*PAGE EXTRACT:*
● ● ●

There's only one lock bit per folio; there's no lock bit for individual
pages.  When we check PageLocked() on a tail page, it redirects to the
head page.

__PAGEFLAG(Locked, locked, PF_NO_TAIL)

#define PF_NO_TAIL(page, enforce) ({                                    \
                VM_BUG_ON_PGFLAGS(enforce && PageTail(page), page);     \
                PF_POISONED_CHECK(compound_head(page)); })

#define TESTPAGEFLAG(uname, lname, policy)                              \
static __always_inline int Page##uname(struct page *page)               \
{ return test_bit(PG_##lname, &policy(page, 0)->flags); }

and that expands out to:

static __always_inline int PageLocked(struct page *page)
{ return test_bit(PG_##locked, &compound_head(page)->flags); }
Yin Fengwei Aug. 23, 2023, 12:45 p.m. UTC | #3
On 8/23/2023 8:23 PM, Matthew Wilcox wrote:
> On Wed, Aug 23, 2023 at 03:38:13PM +0800, Yin Fengwei wrote:
>> On 8/22/23 04:20, Matthew Wilcox (Oracle) wrote:
>>> -	get_page(vmf->page);
>>> -	vmf->page->mapping = vmf->vma->vm_file->f_mapping;
>>> -	vmf->page->index   = vmf->pgoff;
>>> +	folio_get(folio);
>>> +	rcu_read_unlock();
>>> +	folio_lock(folio);
>>> +	if (!folio->mapping)
>>> +		folio->mapping = vmf->vma->vm_file->f_mapping;
>>>  
>>> -	ret = 0;
>>> +	return VM_FAULT_LOCKED;
>> In __do_fault():
>>
>>         if (unlikely(!(ret & VM_FAULT_LOCKED)))                                 
>>                 lock_page(vmf->page);                                           
>>         else                                                                    
>>                 VM_BUG_ON_PAGE(!PageLocked(vmf->page), vmf->page); 
>>
>> As we lock folio, not sure whether !PageLocked(vmf->page) can be true
>> here. My understanding is yes if vmf->pgoff belongs to tail pages. Did
>> I can miss something here?
> 
> There's only one lock bit per folio; there's no lock bit for individual
> pages.  When we check PageLocked() on a tail page, it redirects to the
> head page.
> 
> __PAGEFLAG(Locked, locked, PF_NO_TAIL)
> 
> #define PF_NO_TAIL(page, enforce) ({                                    \
>                 VM_BUG_ON_PGFLAGS(enforce && PageTail(page), page);     \
>                 PF_POISONED_CHECK(compound_head(page)); })

● ● ●

*RECORD EXTRACTS:*

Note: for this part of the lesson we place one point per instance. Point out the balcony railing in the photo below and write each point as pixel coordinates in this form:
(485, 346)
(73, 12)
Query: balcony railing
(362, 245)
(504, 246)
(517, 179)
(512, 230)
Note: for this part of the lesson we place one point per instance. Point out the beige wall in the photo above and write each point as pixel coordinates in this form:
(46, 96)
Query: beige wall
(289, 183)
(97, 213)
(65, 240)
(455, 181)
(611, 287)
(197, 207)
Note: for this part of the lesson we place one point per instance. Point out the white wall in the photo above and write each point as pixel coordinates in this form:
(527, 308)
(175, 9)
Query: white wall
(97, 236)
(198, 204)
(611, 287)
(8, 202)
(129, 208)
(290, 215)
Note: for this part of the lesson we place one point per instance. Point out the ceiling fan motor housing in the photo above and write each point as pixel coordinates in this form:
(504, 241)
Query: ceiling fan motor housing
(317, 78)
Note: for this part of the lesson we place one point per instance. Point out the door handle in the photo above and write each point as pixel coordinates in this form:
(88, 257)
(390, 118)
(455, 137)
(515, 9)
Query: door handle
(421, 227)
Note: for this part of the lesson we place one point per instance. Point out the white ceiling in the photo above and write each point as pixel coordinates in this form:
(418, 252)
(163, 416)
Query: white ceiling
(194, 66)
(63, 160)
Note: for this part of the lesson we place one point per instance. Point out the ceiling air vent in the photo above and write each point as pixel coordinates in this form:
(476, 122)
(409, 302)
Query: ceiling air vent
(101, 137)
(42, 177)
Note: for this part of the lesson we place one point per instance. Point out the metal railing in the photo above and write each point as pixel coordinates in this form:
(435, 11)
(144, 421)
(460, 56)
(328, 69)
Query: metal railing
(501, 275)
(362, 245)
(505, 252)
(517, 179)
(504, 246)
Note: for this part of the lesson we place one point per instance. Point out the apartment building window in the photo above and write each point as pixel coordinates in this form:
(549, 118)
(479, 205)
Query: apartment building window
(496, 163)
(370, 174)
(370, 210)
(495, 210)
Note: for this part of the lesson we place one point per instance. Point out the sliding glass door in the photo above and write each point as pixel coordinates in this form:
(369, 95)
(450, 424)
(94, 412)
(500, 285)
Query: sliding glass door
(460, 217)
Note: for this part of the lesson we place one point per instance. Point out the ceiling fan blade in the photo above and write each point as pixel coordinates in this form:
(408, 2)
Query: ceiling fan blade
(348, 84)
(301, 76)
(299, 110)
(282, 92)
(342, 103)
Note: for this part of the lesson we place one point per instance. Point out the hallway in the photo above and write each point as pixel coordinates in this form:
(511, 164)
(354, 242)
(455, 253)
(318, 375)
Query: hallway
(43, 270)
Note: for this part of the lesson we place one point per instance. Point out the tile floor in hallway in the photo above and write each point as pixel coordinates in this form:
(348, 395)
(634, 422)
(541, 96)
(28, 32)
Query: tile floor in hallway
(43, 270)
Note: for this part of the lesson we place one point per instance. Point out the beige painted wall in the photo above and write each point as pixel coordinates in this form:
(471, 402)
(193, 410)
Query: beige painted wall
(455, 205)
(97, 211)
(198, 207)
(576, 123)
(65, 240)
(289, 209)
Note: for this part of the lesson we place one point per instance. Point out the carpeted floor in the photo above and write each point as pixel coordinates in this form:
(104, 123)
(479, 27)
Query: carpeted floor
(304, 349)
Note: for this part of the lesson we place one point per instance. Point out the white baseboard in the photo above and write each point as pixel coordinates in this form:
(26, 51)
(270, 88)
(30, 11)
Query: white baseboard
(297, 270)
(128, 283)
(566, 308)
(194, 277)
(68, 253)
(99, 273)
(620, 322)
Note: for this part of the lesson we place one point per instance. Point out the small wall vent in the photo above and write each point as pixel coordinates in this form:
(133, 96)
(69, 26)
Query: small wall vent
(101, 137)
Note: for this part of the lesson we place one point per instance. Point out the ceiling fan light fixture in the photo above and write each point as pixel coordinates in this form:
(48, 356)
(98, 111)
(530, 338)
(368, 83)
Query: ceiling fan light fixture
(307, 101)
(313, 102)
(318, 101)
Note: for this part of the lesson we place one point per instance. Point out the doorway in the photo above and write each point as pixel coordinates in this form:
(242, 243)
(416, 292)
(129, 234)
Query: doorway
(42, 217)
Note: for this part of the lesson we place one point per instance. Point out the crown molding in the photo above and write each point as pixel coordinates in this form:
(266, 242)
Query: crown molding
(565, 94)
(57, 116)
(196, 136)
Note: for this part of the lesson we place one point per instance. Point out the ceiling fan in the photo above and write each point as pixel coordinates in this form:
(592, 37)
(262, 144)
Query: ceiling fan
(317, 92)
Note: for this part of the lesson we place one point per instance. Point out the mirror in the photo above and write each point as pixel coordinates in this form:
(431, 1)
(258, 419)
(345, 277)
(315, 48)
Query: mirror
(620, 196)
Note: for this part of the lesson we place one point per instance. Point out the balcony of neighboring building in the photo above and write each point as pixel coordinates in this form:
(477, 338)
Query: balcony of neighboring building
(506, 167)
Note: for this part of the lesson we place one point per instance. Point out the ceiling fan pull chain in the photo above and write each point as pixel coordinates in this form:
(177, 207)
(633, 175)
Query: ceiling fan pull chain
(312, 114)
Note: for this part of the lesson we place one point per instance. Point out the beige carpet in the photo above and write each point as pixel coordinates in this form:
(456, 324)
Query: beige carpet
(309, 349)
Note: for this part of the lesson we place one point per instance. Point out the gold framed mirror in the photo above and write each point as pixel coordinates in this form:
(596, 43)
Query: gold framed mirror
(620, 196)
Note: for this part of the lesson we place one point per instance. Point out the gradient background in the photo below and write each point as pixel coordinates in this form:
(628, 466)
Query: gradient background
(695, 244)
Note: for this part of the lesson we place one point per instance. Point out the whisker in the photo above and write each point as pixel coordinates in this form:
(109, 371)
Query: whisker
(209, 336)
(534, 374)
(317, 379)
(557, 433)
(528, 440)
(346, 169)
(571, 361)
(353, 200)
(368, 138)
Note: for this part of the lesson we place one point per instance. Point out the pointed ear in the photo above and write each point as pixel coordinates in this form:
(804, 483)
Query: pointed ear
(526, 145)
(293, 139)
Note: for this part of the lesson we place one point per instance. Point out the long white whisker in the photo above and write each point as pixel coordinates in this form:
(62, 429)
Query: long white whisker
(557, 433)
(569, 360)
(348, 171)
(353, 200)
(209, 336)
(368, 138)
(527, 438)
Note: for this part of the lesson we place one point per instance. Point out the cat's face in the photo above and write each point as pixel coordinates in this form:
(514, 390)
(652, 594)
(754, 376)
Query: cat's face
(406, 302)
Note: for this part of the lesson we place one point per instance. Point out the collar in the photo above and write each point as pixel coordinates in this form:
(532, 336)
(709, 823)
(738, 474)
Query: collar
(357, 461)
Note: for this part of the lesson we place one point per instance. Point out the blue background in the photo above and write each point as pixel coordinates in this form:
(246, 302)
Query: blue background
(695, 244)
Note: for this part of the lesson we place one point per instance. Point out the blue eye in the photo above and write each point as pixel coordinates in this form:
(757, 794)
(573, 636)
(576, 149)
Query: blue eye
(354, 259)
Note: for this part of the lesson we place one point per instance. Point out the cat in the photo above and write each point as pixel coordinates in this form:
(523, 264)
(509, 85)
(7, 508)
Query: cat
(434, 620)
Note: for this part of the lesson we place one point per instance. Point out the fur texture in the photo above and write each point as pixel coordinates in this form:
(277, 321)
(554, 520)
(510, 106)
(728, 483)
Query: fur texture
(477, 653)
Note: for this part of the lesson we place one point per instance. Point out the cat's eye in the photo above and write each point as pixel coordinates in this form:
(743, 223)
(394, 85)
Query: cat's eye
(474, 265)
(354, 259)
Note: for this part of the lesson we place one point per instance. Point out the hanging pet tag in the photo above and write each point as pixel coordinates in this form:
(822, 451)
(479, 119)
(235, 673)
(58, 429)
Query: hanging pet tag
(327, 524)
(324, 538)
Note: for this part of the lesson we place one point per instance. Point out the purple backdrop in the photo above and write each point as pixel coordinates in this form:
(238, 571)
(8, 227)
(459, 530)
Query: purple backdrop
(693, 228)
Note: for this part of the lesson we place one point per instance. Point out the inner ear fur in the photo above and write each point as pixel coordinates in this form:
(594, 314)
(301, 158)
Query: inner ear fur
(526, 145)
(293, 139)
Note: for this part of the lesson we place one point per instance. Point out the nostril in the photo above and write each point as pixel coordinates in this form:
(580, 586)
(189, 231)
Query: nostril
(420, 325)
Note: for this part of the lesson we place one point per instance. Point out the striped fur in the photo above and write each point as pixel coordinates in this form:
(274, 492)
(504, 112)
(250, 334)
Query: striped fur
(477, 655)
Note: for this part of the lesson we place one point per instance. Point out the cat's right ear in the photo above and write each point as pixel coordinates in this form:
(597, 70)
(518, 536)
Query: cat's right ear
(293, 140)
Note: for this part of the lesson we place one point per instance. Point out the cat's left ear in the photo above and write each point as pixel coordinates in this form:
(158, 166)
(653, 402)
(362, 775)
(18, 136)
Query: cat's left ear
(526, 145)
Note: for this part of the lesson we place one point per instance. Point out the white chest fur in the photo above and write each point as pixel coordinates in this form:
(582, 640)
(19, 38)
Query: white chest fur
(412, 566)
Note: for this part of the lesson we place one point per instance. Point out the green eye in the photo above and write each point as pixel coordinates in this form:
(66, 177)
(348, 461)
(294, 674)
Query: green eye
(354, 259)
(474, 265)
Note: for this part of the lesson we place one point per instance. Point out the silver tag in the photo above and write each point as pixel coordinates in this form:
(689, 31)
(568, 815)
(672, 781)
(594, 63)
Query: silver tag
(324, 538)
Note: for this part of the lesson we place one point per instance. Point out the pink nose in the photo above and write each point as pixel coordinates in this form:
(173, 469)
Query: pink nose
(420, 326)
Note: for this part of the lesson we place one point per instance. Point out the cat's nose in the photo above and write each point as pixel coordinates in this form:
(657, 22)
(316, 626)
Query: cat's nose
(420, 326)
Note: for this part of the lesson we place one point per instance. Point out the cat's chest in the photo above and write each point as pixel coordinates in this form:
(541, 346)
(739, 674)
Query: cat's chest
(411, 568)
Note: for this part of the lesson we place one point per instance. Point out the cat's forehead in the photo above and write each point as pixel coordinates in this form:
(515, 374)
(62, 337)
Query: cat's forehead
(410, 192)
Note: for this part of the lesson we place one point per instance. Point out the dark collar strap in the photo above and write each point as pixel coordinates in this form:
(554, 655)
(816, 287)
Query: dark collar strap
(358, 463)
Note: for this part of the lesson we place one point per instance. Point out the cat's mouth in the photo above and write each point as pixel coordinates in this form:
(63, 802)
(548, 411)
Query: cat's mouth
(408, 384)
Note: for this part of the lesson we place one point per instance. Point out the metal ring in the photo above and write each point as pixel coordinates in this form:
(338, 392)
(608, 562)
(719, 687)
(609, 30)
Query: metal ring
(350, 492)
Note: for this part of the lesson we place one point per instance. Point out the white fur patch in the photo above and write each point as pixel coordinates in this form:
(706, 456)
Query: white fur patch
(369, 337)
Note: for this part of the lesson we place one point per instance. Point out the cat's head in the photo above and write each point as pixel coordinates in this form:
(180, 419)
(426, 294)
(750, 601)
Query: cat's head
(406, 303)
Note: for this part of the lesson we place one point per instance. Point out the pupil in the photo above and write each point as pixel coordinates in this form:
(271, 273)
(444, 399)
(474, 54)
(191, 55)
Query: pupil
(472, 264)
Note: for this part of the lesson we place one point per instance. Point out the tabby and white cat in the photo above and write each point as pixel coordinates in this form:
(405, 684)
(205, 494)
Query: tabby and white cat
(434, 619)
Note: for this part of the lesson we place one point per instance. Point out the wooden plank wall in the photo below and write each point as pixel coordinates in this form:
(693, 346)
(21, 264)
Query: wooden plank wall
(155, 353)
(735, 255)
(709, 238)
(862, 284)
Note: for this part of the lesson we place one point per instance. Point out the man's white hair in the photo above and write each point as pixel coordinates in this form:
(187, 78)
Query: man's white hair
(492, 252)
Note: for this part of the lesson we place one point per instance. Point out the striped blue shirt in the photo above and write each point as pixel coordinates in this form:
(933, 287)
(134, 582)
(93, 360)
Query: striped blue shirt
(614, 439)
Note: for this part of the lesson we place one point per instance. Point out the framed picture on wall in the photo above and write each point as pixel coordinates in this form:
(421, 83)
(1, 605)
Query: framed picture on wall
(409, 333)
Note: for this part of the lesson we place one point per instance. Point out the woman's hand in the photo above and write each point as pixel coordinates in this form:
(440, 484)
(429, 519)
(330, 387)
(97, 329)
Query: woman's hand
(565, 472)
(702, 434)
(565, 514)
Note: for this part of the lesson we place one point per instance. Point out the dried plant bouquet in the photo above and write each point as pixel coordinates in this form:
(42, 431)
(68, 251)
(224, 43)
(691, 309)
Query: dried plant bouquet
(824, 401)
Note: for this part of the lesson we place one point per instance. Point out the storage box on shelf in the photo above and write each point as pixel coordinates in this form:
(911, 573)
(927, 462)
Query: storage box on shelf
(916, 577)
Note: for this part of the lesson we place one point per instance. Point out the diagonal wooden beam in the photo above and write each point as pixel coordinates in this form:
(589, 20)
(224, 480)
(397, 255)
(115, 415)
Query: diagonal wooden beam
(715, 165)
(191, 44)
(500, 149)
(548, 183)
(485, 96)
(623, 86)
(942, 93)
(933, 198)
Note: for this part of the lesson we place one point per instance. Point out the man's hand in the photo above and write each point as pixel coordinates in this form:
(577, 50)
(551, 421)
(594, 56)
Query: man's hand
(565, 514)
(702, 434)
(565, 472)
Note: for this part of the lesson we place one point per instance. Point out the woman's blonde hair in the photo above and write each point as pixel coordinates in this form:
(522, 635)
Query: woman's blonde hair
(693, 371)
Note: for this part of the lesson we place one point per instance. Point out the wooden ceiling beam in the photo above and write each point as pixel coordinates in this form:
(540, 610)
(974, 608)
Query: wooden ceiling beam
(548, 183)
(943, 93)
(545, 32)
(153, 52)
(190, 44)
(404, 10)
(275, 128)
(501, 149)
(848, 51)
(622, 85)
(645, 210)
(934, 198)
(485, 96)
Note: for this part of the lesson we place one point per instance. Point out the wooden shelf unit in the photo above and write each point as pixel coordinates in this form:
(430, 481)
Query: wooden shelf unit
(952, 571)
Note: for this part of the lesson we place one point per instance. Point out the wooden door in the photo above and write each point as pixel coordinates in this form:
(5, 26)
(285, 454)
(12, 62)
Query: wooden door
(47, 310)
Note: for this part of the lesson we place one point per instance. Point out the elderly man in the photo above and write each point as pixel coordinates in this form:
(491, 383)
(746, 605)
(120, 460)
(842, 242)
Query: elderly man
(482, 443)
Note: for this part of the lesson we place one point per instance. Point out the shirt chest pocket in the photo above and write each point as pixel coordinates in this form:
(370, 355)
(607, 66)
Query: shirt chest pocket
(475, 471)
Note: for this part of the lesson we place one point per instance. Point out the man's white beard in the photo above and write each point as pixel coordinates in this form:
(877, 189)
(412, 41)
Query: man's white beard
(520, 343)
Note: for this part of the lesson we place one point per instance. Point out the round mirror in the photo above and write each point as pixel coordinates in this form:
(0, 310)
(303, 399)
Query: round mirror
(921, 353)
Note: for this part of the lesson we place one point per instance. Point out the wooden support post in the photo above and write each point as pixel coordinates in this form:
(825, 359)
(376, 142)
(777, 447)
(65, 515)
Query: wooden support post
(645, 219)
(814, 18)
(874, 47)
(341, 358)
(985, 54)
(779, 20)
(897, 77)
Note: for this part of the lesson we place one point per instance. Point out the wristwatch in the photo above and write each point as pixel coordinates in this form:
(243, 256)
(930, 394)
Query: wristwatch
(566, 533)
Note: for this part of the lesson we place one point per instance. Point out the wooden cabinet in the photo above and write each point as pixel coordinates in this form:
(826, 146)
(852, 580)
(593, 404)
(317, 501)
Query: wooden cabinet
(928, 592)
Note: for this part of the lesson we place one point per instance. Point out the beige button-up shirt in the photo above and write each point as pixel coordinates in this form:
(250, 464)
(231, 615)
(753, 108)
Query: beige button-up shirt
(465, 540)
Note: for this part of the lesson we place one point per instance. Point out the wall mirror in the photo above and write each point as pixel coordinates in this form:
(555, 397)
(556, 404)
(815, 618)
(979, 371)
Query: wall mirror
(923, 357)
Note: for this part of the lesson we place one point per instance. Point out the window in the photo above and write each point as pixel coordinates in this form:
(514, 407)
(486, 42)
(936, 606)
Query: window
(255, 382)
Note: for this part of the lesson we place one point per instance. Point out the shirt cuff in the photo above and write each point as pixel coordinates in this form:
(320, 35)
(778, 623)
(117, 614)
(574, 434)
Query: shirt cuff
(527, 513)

● ● ●

*SET PROBLEM:* Copy word for word the stretch of the folio-locking thread above that starts with "#define TESTPAGEFLAG(uname, lname, policy)" and goes on through "PageLocked(struct page *page)".

*COMPLETED EXERCISE:*
#define TESTPAGEFLAG(uname, lname, policy)                              \
static __always_inline int Page##uname(struct page *page)               \
{ return test_bit(PG_##lname, &policy(page, 0)->flags); }

and that expands out to:

static __always_inline int PageLocked(struct page *page)